▶ _What is being asked_:
Copy the data starting at the line that contains "## Example: detecting chrome hubcap" and ending after the line that contains "251;153;394;290", with "chrome" swapped for "silver" and nothing else altered.

──────── Extracted entries ────────

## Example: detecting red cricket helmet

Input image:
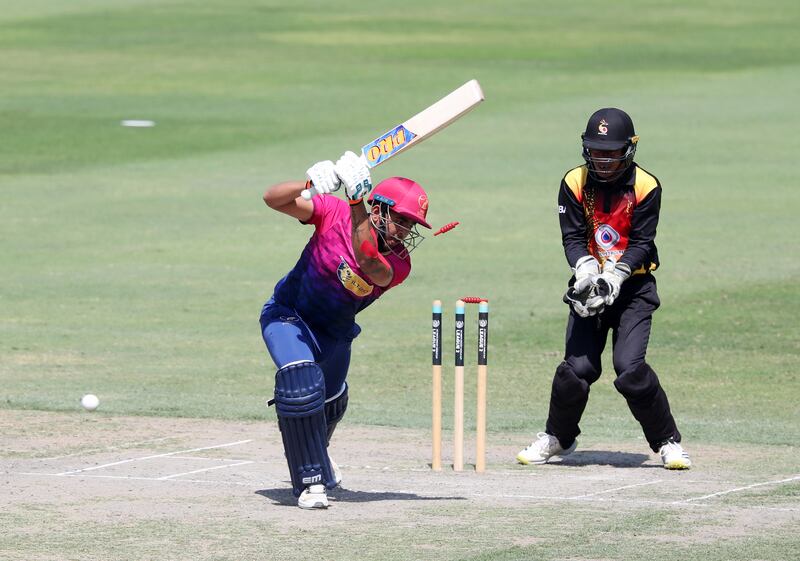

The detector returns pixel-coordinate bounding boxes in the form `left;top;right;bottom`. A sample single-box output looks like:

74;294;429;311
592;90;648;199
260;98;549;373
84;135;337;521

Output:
367;177;431;229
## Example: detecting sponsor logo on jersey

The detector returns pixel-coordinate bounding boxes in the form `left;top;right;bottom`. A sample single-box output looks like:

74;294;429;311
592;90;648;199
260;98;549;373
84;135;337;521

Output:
336;256;374;298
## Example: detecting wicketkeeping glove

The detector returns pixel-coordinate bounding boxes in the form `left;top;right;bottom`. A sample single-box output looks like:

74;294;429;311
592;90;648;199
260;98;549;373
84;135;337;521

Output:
572;255;600;294
595;259;631;306
336;151;372;202
306;160;342;195
564;284;605;318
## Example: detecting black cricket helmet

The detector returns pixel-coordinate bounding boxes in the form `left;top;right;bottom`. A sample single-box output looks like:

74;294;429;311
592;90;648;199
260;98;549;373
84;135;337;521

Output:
581;107;639;183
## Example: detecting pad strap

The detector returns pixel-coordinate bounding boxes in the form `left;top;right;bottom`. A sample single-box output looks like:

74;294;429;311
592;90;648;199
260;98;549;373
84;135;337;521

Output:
325;382;347;444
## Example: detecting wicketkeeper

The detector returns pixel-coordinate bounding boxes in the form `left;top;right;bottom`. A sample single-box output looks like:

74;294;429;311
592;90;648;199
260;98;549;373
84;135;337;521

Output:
261;152;430;508
517;108;691;469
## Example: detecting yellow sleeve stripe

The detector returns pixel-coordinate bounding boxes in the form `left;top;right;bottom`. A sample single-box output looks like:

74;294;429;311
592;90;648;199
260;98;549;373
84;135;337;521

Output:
633;168;658;203
564;166;587;203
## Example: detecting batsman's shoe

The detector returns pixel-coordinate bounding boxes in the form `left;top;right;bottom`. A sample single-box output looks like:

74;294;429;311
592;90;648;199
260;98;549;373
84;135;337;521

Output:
517;432;578;465
658;438;692;469
328;456;342;485
297;485;328;509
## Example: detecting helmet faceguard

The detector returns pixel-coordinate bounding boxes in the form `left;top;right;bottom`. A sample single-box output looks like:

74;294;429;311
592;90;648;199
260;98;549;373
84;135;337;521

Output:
581;107;639;183
370;202;425;257
367;177;431;257
583;136;639;183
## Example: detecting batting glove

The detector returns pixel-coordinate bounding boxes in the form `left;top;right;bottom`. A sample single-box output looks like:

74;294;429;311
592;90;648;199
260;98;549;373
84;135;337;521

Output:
306;160;342;195
336;151;372;202
595;259;631;306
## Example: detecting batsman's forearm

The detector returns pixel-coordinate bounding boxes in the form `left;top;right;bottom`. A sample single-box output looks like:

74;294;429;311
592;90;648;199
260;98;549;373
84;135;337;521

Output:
264;181;306;209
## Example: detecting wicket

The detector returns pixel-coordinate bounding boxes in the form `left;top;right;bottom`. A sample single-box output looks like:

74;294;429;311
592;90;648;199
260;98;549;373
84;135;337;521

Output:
431;297;489;473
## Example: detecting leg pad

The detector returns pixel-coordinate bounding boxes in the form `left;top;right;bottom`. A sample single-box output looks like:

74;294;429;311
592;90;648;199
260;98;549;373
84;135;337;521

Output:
275;362;336;496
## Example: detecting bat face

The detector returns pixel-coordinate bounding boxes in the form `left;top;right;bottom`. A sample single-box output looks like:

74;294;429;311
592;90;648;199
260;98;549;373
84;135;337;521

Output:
361;125;417;168
301;80;484;200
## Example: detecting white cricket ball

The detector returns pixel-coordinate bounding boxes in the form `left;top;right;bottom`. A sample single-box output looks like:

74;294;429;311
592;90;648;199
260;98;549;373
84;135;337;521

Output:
81;393;100;411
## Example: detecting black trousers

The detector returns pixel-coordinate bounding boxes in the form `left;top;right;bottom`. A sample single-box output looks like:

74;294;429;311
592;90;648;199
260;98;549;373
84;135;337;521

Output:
546;274;681;451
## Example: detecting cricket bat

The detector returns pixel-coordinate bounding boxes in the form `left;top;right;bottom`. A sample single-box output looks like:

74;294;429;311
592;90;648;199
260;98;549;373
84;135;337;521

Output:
301;80;484;200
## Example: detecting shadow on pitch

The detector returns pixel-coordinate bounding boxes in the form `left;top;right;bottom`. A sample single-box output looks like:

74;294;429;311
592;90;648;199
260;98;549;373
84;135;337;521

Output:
552;450;662;468
256;487;466;506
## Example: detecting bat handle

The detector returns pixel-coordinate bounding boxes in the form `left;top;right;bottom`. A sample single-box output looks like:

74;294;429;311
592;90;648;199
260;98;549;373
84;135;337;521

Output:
300;151;370;201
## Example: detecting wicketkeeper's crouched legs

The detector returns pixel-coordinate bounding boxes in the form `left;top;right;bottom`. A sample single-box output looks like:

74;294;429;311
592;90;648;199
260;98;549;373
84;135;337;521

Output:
545;361;600;449
614;362;681;452
275;362;338;497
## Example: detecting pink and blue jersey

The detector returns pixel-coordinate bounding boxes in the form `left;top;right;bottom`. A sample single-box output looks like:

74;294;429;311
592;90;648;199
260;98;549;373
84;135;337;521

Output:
273;195;411;338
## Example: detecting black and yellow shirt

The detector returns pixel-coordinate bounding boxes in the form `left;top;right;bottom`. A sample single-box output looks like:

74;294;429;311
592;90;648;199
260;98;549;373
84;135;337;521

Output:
558;164;661;274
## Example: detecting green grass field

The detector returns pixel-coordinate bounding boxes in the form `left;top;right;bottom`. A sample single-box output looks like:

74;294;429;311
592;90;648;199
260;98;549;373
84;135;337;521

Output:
0;0;800;560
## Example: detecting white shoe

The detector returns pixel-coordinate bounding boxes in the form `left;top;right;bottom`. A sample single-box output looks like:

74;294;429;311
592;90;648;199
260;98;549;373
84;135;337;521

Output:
658;438;692;469
328;456;342;485
517;432;578;465
297;485;328;509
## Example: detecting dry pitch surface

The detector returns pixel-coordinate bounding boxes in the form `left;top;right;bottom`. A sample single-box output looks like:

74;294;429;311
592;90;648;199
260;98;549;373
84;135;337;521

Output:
0;411;800;560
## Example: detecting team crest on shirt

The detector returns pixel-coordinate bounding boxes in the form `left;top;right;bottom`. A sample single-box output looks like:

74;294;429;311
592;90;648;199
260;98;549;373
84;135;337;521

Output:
594;224;620;250
336;255;374;298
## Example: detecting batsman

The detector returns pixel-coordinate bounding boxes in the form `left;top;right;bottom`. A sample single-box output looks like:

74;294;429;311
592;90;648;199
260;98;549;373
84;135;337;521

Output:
260;152;430;509
517;108;691;469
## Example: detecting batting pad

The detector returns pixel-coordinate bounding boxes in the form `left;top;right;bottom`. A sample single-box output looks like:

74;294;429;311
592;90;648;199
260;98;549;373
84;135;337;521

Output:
275;362;336;497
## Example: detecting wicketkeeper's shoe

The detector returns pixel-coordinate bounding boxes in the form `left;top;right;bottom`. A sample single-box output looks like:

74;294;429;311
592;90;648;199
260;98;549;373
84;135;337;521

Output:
517;432;578;465
297;485;328;509
328;456;342;485
658;438;692;469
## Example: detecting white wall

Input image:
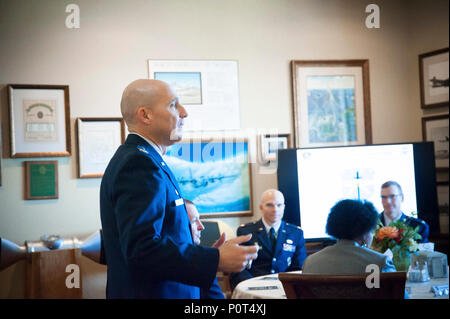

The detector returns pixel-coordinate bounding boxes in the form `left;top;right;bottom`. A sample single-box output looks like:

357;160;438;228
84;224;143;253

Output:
0;0;449;298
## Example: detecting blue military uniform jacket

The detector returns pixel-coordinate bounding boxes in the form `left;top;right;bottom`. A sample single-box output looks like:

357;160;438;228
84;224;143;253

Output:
379;212;430;243
230;219;306;289
100;134;219;299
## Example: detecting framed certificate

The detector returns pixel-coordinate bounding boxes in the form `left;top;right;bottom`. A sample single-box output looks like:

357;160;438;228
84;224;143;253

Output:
8;84;71;158
76;117;125;178
24;161;58;200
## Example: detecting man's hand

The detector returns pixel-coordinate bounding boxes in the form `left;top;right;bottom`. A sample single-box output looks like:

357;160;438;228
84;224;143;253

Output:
212;233;227;248
218;234;258;272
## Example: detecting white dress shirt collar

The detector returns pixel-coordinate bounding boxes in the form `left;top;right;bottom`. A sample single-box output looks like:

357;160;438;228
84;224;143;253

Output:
130;132;162;157
383;213;402;226
262;217;281;237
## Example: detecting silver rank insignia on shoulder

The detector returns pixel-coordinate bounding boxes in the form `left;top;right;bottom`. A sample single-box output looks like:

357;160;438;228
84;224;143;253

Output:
137;146;148;154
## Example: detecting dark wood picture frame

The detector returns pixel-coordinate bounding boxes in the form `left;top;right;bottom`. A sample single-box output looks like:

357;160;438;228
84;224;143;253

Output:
23;161;59;200
291;59;372;148
422;114;449;170
260;134;292;162
419;48;449;109
7;84;71;158
75;117;125;178
163;137;253;218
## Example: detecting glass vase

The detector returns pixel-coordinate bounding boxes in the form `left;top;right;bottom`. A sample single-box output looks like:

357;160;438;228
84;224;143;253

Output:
392;249;411;271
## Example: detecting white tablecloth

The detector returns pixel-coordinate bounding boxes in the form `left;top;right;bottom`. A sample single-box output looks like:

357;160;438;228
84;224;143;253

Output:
231;271;449;299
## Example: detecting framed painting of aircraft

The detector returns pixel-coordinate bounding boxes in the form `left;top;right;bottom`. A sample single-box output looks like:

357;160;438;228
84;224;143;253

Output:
163;138;253;218
419;48;449;109
422;114;449;170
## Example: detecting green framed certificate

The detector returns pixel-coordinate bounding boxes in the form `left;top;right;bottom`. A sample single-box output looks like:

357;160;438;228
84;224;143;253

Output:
24;161;58;200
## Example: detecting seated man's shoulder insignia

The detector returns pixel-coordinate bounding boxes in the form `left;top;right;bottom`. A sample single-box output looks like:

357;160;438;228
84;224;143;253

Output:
137;146;148;154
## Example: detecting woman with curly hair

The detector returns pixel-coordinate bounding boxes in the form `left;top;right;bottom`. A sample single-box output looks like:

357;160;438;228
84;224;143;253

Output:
303;199;396;275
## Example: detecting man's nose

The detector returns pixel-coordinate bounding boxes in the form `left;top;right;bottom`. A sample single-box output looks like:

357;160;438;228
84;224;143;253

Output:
178;104;188;119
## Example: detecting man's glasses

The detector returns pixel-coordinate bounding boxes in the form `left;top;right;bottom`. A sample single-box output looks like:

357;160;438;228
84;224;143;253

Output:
381;194;402;200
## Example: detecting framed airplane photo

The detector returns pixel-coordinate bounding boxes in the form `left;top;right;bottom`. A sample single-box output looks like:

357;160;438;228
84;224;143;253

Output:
419;48;449;109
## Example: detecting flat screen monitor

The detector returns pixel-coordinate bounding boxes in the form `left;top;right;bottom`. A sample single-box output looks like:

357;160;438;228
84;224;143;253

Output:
278;142;439;241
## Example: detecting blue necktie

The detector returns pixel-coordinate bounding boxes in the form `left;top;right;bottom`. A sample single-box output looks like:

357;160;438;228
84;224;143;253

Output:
269;227;277;253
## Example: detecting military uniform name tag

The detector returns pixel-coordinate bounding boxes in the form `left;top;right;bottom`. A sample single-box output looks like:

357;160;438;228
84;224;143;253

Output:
283;243;295;252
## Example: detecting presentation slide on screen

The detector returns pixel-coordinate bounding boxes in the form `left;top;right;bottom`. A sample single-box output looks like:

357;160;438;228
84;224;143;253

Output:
297;144;417;239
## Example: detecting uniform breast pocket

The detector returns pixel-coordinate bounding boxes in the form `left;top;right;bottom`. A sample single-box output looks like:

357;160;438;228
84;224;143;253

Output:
283;243;295;253
171;198;184;207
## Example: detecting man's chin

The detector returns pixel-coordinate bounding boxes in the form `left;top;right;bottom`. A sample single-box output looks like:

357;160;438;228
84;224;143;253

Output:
170;129;183;144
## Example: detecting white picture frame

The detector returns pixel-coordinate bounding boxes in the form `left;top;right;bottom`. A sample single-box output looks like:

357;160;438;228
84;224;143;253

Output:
7;84;71;158
148;59;241;132
76;117;125;178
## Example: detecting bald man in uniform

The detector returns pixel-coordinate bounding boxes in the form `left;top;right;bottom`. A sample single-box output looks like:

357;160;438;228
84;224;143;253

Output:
230;189;306;289
379;181;430;243
100;79;257;299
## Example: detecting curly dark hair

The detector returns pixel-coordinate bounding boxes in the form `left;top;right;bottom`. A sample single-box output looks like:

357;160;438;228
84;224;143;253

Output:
326;199;378;240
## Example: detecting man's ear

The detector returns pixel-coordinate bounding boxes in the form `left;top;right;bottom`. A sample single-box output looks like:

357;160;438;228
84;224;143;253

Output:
137;106;152;124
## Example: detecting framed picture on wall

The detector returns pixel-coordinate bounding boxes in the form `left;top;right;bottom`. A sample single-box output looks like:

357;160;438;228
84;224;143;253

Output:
148;59;241;132
76;117;125;178
261;134;291;162
24;161;58;200
8;84;71;158
291;60;372;147
419;48;449;109
163;139;253;218
422;114;449;169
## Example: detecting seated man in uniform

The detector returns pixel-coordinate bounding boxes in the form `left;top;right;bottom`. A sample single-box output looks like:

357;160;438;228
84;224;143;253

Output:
230;189;306;289
379;181;429;243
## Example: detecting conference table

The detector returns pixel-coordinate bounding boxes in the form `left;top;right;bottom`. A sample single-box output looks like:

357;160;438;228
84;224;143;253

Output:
231;270;449;299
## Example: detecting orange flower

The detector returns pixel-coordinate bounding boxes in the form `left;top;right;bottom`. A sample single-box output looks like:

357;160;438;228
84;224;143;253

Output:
378;226;400;240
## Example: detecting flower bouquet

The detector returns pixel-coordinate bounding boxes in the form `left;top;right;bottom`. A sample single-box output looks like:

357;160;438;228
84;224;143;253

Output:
372;220;422;271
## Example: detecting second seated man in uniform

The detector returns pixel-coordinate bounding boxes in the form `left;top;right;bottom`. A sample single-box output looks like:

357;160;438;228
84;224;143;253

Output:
379;181;429;243
230;189;306;289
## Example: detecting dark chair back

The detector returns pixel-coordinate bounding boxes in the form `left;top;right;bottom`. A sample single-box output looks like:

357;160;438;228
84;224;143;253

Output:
278;271;406;299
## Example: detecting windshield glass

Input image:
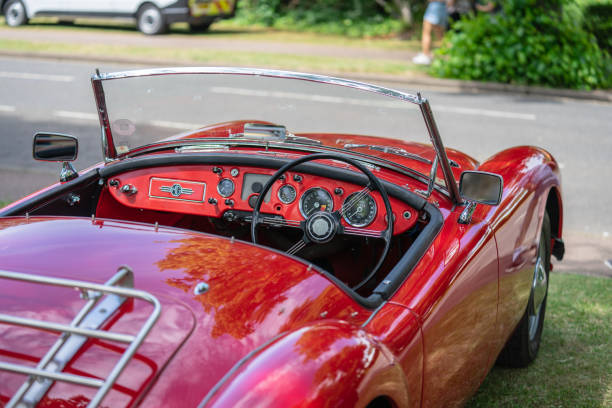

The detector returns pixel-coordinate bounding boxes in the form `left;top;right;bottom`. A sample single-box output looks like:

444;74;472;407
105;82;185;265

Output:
97;72;429;156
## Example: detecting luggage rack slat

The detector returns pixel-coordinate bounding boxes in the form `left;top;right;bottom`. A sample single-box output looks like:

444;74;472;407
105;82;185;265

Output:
0;266;161;408
0;362;104;388
0;315;135;343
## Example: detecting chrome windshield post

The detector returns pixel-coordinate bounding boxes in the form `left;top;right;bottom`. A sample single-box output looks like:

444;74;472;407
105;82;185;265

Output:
418;93;463;204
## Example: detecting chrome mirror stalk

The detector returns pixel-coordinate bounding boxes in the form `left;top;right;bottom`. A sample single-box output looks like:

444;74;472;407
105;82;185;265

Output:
60;162;79;183
457;201;477;224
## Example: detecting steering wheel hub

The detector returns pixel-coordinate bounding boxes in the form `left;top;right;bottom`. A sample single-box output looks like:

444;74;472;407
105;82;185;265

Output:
305;211;338;244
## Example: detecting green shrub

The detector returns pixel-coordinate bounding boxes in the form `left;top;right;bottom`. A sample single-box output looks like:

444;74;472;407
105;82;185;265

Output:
583;2;612;54
431;0;612;89
236;0;404;37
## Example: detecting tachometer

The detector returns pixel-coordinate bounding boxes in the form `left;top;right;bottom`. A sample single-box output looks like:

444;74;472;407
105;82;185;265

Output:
278;184;297;204
342;192;377;227
300;187;334;218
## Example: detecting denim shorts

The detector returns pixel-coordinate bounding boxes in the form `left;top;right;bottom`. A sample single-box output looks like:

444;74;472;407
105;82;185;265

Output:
423;1;448;27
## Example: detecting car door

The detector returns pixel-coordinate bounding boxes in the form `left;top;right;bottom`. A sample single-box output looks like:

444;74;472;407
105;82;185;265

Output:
391;212;499;407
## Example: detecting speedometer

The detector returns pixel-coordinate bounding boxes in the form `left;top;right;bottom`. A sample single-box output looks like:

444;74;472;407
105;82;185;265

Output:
342;192;377;227
300;187;334;218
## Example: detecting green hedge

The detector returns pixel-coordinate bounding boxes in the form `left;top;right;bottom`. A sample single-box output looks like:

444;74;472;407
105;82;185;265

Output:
235;0;404;37
583;2;612;54
431;0;612;89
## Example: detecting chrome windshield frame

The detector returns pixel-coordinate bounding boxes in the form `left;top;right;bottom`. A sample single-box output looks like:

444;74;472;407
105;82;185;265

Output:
91;67;463;204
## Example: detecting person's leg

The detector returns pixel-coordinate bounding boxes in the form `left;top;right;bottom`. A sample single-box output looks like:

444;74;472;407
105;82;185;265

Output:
421;20;437;57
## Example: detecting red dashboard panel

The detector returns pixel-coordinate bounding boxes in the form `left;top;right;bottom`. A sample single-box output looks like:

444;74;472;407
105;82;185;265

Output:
104;165;418;234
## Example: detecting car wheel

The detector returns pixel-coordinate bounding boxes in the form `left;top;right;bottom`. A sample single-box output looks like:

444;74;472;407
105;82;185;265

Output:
138;4;168;35
189;21;212;33
4;0;28;27
497;213;551;367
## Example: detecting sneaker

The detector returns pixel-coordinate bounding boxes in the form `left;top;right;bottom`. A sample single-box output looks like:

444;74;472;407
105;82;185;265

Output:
412;52;431;65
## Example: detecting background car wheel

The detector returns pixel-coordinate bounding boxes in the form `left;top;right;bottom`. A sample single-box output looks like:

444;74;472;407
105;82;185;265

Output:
189;21;212;33
497;213;551;367
4;0;28;27
138;4;168;35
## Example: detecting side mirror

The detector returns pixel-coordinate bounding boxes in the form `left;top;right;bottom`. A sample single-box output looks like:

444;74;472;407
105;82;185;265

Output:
32;133;79;183
459;171;504;205
32;133;79;162
458;171;504;224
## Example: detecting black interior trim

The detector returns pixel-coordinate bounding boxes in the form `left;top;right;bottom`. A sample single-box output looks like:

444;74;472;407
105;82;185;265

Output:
0;169;100;217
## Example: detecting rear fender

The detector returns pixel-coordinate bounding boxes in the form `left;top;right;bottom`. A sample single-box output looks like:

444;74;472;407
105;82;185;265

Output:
200;321;409;407
478;146;563;241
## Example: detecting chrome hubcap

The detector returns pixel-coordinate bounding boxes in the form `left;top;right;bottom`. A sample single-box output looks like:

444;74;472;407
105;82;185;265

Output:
6;3;25;25
141;10;160;32
529;242;548;340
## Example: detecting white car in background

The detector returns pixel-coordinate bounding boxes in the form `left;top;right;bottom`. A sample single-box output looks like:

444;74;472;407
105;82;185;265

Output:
0;0;237;35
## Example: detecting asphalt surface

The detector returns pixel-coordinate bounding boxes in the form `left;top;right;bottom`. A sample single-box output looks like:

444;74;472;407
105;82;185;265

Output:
0;54;612;276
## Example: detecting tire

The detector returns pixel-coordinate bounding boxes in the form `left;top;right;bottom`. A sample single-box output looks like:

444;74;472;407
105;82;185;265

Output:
497;213;551;367
4;0;28;27
189;21;213;33
138;4;168;35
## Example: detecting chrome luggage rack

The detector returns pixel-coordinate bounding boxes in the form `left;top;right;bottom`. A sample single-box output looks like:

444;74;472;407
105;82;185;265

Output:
0;266;161;408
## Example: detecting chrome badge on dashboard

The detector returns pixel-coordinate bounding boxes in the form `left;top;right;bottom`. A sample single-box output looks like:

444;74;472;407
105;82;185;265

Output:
149;177;206;203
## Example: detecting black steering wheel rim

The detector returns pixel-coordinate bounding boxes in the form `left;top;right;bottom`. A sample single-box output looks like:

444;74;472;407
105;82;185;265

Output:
251;153;394;290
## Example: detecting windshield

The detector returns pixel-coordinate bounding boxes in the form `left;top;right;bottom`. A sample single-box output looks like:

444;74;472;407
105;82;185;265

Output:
101;68;429;156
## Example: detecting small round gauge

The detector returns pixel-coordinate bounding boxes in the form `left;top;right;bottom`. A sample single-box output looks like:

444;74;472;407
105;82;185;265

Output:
342;192;377;227
278;184;297;204
300;187;334;218
217;179;236;197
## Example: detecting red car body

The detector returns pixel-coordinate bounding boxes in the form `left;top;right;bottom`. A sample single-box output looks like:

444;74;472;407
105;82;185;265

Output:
0;68;563;407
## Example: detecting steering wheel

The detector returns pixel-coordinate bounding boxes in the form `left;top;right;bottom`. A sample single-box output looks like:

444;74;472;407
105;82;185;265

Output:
251;153;393;290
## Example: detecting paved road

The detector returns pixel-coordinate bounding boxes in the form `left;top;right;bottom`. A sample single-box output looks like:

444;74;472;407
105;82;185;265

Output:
0;58;612;275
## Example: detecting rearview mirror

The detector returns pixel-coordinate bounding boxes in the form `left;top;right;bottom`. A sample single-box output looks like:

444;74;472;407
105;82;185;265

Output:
32;133;79;162
459;171;504;205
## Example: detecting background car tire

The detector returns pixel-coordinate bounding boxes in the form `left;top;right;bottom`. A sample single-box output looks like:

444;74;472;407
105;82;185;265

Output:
4;0;28;27
189;21;212;33
497;213;551;367
138;4;168;35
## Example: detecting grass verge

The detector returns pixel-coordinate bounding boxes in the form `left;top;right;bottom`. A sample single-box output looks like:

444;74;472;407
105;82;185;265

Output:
0;18;425;75
0;40;417;74
467;274;612;408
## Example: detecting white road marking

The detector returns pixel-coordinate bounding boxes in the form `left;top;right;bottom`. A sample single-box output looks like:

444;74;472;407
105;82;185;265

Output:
151;120;202;130
0;71;74;82
210;86;536;120
0;105;16;112
53;111;98;121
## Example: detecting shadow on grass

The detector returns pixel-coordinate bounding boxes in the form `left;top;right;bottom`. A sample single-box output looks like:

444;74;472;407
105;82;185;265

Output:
467;274;612;408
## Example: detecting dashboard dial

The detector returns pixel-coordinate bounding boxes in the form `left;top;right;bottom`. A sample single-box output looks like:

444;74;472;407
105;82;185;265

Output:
278;184;297;204
300;187;334;218
217;179;236;197
342;192;377;227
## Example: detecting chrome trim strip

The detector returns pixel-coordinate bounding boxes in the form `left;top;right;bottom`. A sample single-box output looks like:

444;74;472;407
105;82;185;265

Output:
0;266;161;408
92;67;419;104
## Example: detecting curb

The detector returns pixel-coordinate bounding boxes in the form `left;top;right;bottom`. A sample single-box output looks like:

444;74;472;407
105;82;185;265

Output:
0;50;612;103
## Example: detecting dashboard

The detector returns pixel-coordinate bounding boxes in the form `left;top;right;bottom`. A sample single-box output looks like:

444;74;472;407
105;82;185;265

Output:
103;165;418;234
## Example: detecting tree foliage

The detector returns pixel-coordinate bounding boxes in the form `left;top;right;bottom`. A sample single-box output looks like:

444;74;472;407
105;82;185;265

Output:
238;0;426;37
431;0;612;89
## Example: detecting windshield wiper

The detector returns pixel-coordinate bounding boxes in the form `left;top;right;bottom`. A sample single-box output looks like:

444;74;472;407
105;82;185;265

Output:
343;143;433;164
229;123;323;145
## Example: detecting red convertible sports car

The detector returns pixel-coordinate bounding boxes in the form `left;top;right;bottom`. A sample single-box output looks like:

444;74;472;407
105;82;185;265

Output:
0;68;564;407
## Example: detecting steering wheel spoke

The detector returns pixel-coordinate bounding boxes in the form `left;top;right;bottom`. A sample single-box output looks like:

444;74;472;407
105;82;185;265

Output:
257;215;302;228
285;238;308;255
341;226;386;239
251;153;393;290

────────

▶ _Solution for this problem_:
## Example: detecting silver hubcap

The detector returns pixel-coordinate bounding boxes in the form `left;top;right;bottom`. A sample single-box output looks like:

444;74;472;407
105;82;185;265

Output:
6;3;25;25
141;10;160;32
529;242;548;340
## Example: detecting white car in background

The detector returns pixel-coordinate bounding boxes in the form `left;top;right;bottom`. A sample single-box output looks like:

444;74;472;407
105;82;185;265

Output:
0;0;237;35
## Example: detecting asphalt surface

The detector returns pixel-coordinate bounding boxes in the form `left;top;right;bottom`. A sample single-box output looks like:

444;74;472;407
105;82;185;265

Output:
0;54;612;276
## Example: detecting tire

The detector returns pixel-coordinate bounding boxes in the form `left;top;right;bottom`. A sample single-box output looks like:

444;74;472;407
105;82;185;265

Output:
497;213;551;367
4;0;28;27
189;21;213;33
138;4;168;35
## Example: detecting silver luggage rack

The detector returns pixel-coordinate bounding boxes in the form `left;top;right;bottom`. A sample single-box output looks like:

444;74;472;407
105;82;185;265

Output:
0;266;161;408
## Example: detecting silver badge on dashboard

The detector returns pixel-coordinate bounding boxes in the form `left;top;right;bottom`. A sample single-box output looks like:

444;74;472;407
105;82;185;265

Output:
149;177;206;203
## Example: detecting black steering wheel rim

The detector returns pixel-coordinate bounding boxes in the form `left;top;right;bottom`. A sample single-box output looks like:

444;74;472;407
105;82;185;265

Output:
251;153;394;290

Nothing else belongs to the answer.